Патриархальная современность: МХАТ им. Горького поставил Распутина

«Последний срок» классика советской литературы обогатился новыми смыслами.
Фото: предоставлено пресс-службой театра


После ремейка киноклассики («Сцены из супружеской жизни») и образца современной драматургии («Последний герой») обновленный МХАТ имени Горького обратился к шедевру советской литературы. «Последний срок» Валентина Распутина поставил заместитель худрука по творческим вопросам Сергей Пускепалис. Чем интересен сегодняшнему зрителю один из главных текстов 1970-х, выяснили «Известия».


«Последний срок», повесть о нескольких днях из жизни сибирской крестьянки и ее детей, был первой инсценировкой Распутина в Московском художественном театре. Случилась она в 1977 году, за 10 лет до раскола. Старуху Анну сыграла народная артистка Нина Гуляева, получившая за свою роль Госпремию РСФСР. Затем МХАТ имени Чехова поставил «Живи и помни», МХАТ имени Горького — «Прощание с Матерой», «Деньги для Марии» и, поменяв руководство, вернулся к «Последнему сроку».



Бабы и женщины

Распутин, написавший эту повесть в 33-летнем возрасте, считал ее своей главной книгой. Обновленный МХАТ имени Горького считает Распутина одним из главных своих авторов, так что выбор закономерен. При этом те, кто помнит постановку 1977 года, утверждают, что текст звучит по-другому. Оно и понятно: большая литература со временем обогащается новыми смыслами, спектакль выносит их на поверхность. Происходит это где-то осознанно, где-то случайно, но всегда действенно.


Фото: предоставлено пресс-службой театра


Вот, скажем, так и не добравшаяся до родной деревни Таньчора. Едет она из Киева. В 1970-е — из большого города большой страны. Сегодня — из столицы почти враждебного государства. И слова матери «А там же война…», которые в советское время воспринимались проявлением старческой деменции, звучат как предвестие опасности. За Таньчору, по мысли автора, не доехавшую до матери по собственному разгильдяйству, вмиг становится тревожно.
========================================================================
- ПИСЬМЕННОЕ ЗАДАНИЕ 1
Выпишите, пожалуйста, из записей все строки, где встречается слово «outlines».
- ПИСЬМЕННОЕ ЗАДАНИЕ 2
Продолжите статью о постановке «Последнего срока» Распутина во МХАТ имени Горького, начав сразу после ее последнего предложения.
Текст и записи никак не связаны друг с другом.

- ИСХОДНЫЕ ДАННЫЕ
========================================================================
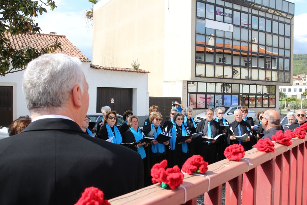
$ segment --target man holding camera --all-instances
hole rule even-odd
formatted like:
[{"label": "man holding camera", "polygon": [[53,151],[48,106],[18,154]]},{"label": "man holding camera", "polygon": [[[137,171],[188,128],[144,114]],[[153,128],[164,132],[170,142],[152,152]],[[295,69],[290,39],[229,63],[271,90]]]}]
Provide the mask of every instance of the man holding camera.
[{"label": "man holding camera", "polygon": [[180,103],[178,103],[177,101],[172,102],[172,106],[173,107],[171,109],[171,111],[175,110],[177,111],[177,112],[181,112],[182,111],[182,109],[184,108],[183,105]]}]

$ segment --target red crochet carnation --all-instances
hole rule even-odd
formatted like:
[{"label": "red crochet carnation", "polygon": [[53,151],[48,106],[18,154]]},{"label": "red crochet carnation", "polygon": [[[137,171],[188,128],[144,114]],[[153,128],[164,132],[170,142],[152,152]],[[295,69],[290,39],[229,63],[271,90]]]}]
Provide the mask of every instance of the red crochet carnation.
[{"label": "red crochet carnation", "polygon": [[227,147],[224,152],[224,155],[230,160],[239,161],[245,154],[244,148],[241,144],[237,144]]},{"label": "red crochet carnation", "polygon": [[154,183],[158,182],[160,184],[160,186],[164,189],[167,188],[168,185],[174,190],[182,183],[184,175],[177,165],[165,170],[167,165],[166,160],[154,165],[150,170],[150,175],[153,177],[151,180]]},{"label": "red crochet carnation", "polygon": [[285,134],[282,133],[282,131],[279,130],[272,137],[272,139],[273,141],[275,141],[282,144],[284,144],[286,146],[290,146],[292,144],[292,139],[293,133],[289,129],[286,130]]},{"label": "red crochet carnation", "polygon": [[306,124],[307,123],[305,123],[301,126],[296,128],[294,132],[293,132],[292,137],[297,137],[300,139],[305,139],[305,136],[306,135],[306,132],[305,131],[306,127],[303,126]]},{"label": "red crochet carnation", "polygon": [[174,190],[183,182],[184,175],[180,171],[178,166],[174,166],[172,168],[166,169],[166,180],[163,182],[168,185],[169,188]]},{"label": "red crochet carnation", "polygon": [[167,160],[164,160],[160,163],[157,163],[153,166],[150,170],[150,175],[152,177],[153,183],[157,182],[161,184],[166,179],[165,168],[167,165]]},{"label": "red crochet carnation", "polygon": [[254,147],[260,152],[274,152],[275,149],[274,146],[274,143],[270,139],[267,138],[259,140],[257,144],[254,146]]},{"label": "red crochet carnation", "polygon": [[107,200],[103,199],[103,192],[97,188],[86,188],[81,198],[75,205],[111,205]]},{"label": "red crochet carnation", "polygon": [[208,163],[204,161],[200,155],[193,155],[187,160],[182,165],[181,170],[189,174],[192,173],[202,174],[208,170]]}]

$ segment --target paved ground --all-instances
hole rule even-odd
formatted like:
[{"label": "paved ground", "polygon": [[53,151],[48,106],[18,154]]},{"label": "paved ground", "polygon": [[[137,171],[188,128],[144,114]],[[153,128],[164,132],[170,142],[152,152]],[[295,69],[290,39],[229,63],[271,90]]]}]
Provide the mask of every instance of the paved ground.
[{"label": "paved ground", "polygon": [[[223,184],[222,191],[222,204],[225,204],[225,184]],[[197,205],[204,205],[204,195],[203,194],[197,197]]]}]

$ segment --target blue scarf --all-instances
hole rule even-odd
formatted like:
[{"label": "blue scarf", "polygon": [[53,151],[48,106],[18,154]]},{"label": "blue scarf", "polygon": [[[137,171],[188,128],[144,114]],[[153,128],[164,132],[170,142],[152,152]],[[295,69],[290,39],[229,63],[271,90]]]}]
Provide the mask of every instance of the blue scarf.
[{"label": "blue scarf", "polygon": [[[193,122],[193,124],[194,125],[194,127],[196,127],[196,125],[195,124],[195,122],[194,121],[194,119],[193,119],[193,117],[191,117],[191,119],[192,120],[192,121]],[[187,117],[186,116],[185,116],[185,119],[184,120],[183,124],[185,125],[188,127],[188,125],[187,125],[187,121],[188,121],[188,117]]]},{"label": "blue scarf", "polygon": [[[111,129],[111,127],[107,123],[106,124],[106,127],[107,128],[107,131],[108,132],[108,135],[109,135],[109,138],[111,138],[114,136],[113,132]],[[115,133],[115,136],[112,139],[111,142],[112,143],[115,144],[120,144],[122,142],[122,136],[120,135],[120,132],[118,130],[118,128],[116,125],[114,125],[113,127],[114,128],[114,132]]]},{"label": "blue scarf", "polygon": [[[176,133],[177,132],[176,126],[177,126],[177,124],[175,123],[173,125],[173,128],[172,129],[172,136],[170,140],[169,140],[171,150],[173,150],[175,149],[175,147],[176,145]],[[188,135],[187,134],[187,131],[185,130],[185,128],[183,124],[181,125],[181,129],[182,131],[183,136],[186,136]],[[183,152],[186,153],[188,152],[188,151],[189,150],[189,149],[188,148],[188,144],[186,142],[184,142],[182,144],[182,150]]]},{"label": "blue scarf", "polygon": [[92,133],[92,132],[91,132],[91,130],[90,130],[90,129],[88,128],[86,128],[86,132],[87,132],[87,133],[88,133],[88,134],[90,135],[90,136],[91,136],[91,135],[93,134],[93,133]]},{"label": "blue scarf", "polygon": [[[224,118],[222,117],[222,119],[223,120],[223,124],[224,124],[224,126],[226,126],[227,125],[226,124],[226,120],[225,120],[225,119],[224,119]],[[219,119],[219,118],[218,118],[217,117],[215,118],[215,121],[218,122],[220,122],[220,120]]]},{"label": "blue scarf", "polygon": [[[156,128],[153,124],[151,124],[151,130],[154,129],[156,129]],[[158,132],[157,133],[157,131],[155,130],[154,131],[154,139],[155,140],[157,137],[158,136],[159,134],[160,133],[163,133],[162,132],[162,130],[161,129],[161,127],[159,126],[158,127]],[[163,153],[165,152],[165,145],[163,144],[160,144],[158,143],[156,144],[153,144],[151,145],[151,152],[153,153]]]},{"label": "blue scarf", "polygon": [[[138,128],[138,132],[135,131],[135,130],[132,128],[130,128],[130,130],[134,136],[134,139],[135,139],[135,141],[140,141],[143,139],[143,135],[142,134],[142,132],[141,132],[141,130]],[[141,157],[142,159],[143,159],[146,157],[146,154],[145,153],[145,150],[143,146],[142,146],[138,148],[137,148],[138,149],[138,152],[141,155]]]}]

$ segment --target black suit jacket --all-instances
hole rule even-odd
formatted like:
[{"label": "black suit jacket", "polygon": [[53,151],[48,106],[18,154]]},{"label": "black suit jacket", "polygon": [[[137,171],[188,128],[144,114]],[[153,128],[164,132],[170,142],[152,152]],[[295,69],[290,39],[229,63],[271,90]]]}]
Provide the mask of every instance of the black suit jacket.
[{"label": "black suit jacket", "polygon": [[[235,132],[235,136],[238,136],[238,129],[237,128],[238,124],[238,122],[236,120],[235,120],[231,123],[230,123],[228,128],[228,130],[227,131],[228,133],[228,136],[227,138],[227,140],[228,145],[233,144],[238,144],[239,143],[239,141],[236,140],[230,140],[230,136],[231,135],[231,131],[229,130],[231,127],[232,128],[232,130]],[[242,135],[246,133],[247,135],[251,138],[251,140],[252,137],[254,137],[253,134],[252,132],[251,128],[249,124],[245,121],[242,120],[240,123],[240,128],[241,130],[241,134]],[[246,151],[249,150],[251,149],[252,145],[251,144],[251,141],[248,142],[242,142],[241,144],[244,147],[244,149]]]},{"label": "black suit jacket", "polygon": [[143,186],[138,153],[89,137],[68,120],[31,123],[1,140],[0,156],[2,205],[73,204],[89,187],[110,199]]}]

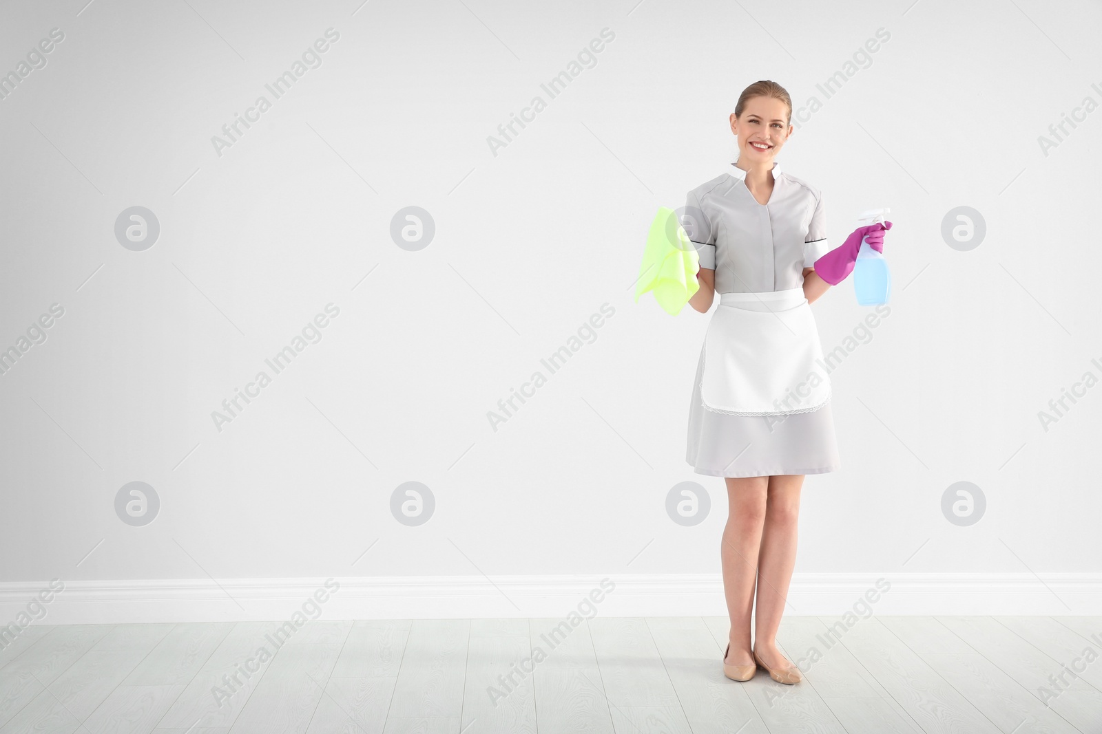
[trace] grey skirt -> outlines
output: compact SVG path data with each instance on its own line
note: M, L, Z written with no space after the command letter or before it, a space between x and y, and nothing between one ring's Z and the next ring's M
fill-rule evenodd
M830 401L808 413L734 416L704 407L700 382L704 349L696 362L689 407L685 460L709 476L822 474L841 469Z

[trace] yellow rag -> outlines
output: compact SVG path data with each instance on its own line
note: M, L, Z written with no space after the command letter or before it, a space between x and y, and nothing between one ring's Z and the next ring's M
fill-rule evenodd
M698 270L700 255L678 221L677 213L667 207L659 207L650 222L647 249L642 253L642 264L639 265L636 303L639 303L639 296L644 293L653 291L658 305L667 314L677 316L700 289Z

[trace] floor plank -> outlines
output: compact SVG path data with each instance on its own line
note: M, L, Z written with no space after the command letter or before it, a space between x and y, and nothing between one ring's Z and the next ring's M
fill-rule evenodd
M0 650L0 734L1102 732L1100 617L788 615L796 686L724 677L728 634L726 617L29 627Z

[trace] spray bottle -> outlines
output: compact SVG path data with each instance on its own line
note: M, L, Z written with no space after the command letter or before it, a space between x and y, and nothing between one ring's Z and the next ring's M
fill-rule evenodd
M862 212L857 221L862 227L884 222L889 209L869 209ZM861 241L857 260L853 264L853 291L861 306L878 306L888 303L892 293L892 274L884 255L873 250L865 240Z

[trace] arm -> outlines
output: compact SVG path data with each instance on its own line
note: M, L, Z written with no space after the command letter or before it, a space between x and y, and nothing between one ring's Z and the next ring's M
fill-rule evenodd
M701 314L706 314L715 297L715 271L711 267L701 267L696 271L696 281L700 283L700 288L689 299L689 305Z
M829 287L830 283L819 277L814 267L803 269L803 295L809 304L813 304L819 296L827 293Z

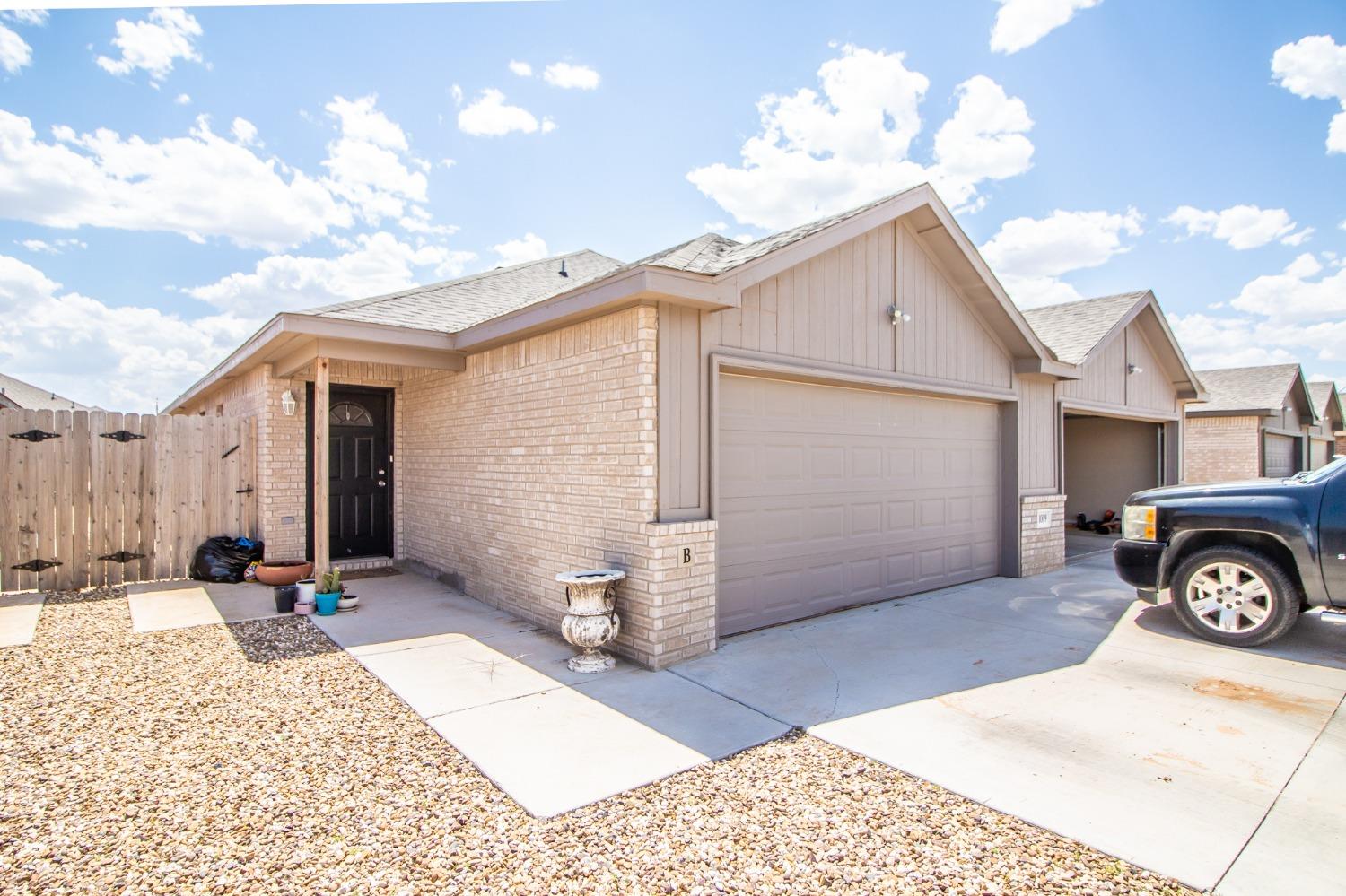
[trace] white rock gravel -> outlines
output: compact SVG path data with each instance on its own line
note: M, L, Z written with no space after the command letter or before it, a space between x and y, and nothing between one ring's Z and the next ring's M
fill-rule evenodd
M299 618L0 651L3 893L1186 893L802 733L537 821Z

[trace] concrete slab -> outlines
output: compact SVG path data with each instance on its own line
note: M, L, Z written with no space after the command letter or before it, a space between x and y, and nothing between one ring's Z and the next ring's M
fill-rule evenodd
M225 622L210 595L199 587L128 593L127 600L131 603L131 630L139 634Z
M31 644L46 596L40 591L0 595L0 647Z
M1346 713L1304 756L1252 841L1215 888L1218 896L1335 896L1346 881Z
M673 671L1207 889L1346 693L1346 627L1311 613L1240 651L1133 596L1086 557L731 638Z
M787 731L669 673L603 675L429 720L538 817L720 759ZM662 729L661 729L662 725ZM577 761L594 749L598 761Z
========================================================================
- ПРАВИЛЬНЫЙ ОТВЕТ 1
[trace] grey skirt -> outlines
[trace] yellow rag -> outlines
[trace] floor plank -> outlines
[trace] spray bottle -> outlines
[trace] arm -> outlines
[trace] white rock gravel -> outlines
[trace] concrete slab -> outlines

- ПРАВИЛЬНЫЙ ОТВЕТ 2
Еще одно нововведение — тема деятельной старости. На первый план ее выводит не только яркий текст, но и превосходная работа Надежды Маркиной. Новая прима театра наделяет свою Мирониху бьющей через край витальностью и фантастической внутренней свободой. 40 годами ранее ее героиню пожалели бы: совсем одна, сама с хозяйством управляется, некому за коровой сбегать… Теперь ход мыслей другой: не перепоручи Анна сыну свое хозяйство, глядишь, и бегала бы теперь, как подружка Мирониха. Дом поддержать, со скотиной управиться — не полежишь тут, не заумираешь. И сама себе была бы хозяйкой: внуков можно на расстоянии любить, пьянством сына не казниться, на дурацкие шутки не отвлекаться, с природой без помех беседовать.

Новыми оттенками расцвечен и разговор пьяненьких мужичков про «баб и женщин». Есть баба, мощная, стосильная — словом, конь. А есть женщина, у которой всегда «нервное состояние», но смотреть на нее приятно — «вертушка» уж больно соблазнительная. А если бабу и женщину соединить в одной персоне? Мужички, может, таких и не видели, а зритель — сколько угодно. Да вот они, в зале сидят.

Тема крушения патриархального уклада, описанная Распутиным с нескрываемой болью, за минувшие годы основательно притупилась. Что толку страдать, ушло — не воротишь. Не бороться надо с объективным ходом истории, а взаимодействовать с ним. Нашли себя Люся (Ирина Фадина), Михаил (Сергей Галкин), Илья (Андрей Зайков) и Таньчора в новой городской жизни — и молодцы. Живи да радуйся. Хотят того или не хотят авторы постановки, думается именно об этом.



Бытие над бытом

«Где родился, там и пригодился… И куда едут?» — рассуждает старуха. «А чего не ехать?» — реагирует современный зритель. Во многих местах есть интернет, вышки мобильной связи понатыканы — беседуй с родственниками, поддерживай контакты, было бы желание. Есть возможность — живи и там, и там. Сам Распутин в последние годы жил на два дома — в Москве и Иркутске, но завершил свой путь великим сибирским писателем, связей не терял. Порвались они в той, лучшей жизни. Старуху наверняка отнесли на семейный погост, а писателя вопреки его завещанию похоронили не рядом с женой и дочерью, а на красном месте, в ограде иркутского Знаменского монастыря. Вот это разрыв так разрыв. То, что в повести, по сравнению с ним — рядовые семейные неурядицы.


Фото: предоставлено пресс-службой театра


Тем не менее читать Распутина — тяжкая душевная работа. Многие не выдерживают, книжку закрывают. Чтобы зритель не «закрыл» спектакль, режиссер и художник ожидаемо стараются сделать его комфортным для восприятия. Режиссеру здесь труднее. Авторская инсценировка — из разряда добротного (читай: тяжеловесного) коллективного рассказа. Швы между эпизодами, вялый темпоритм и длинноты преодолеть не удается. Актеры не всегда берут благотворный для литературного формата сдержанный тон. Мужчины кричат, женщины суетятся. Актриса Елена Коробейникова (старуха Анна), годами много моложе своих сценических детей, старческую характерность передает превосходно, но временами уж слишком старается.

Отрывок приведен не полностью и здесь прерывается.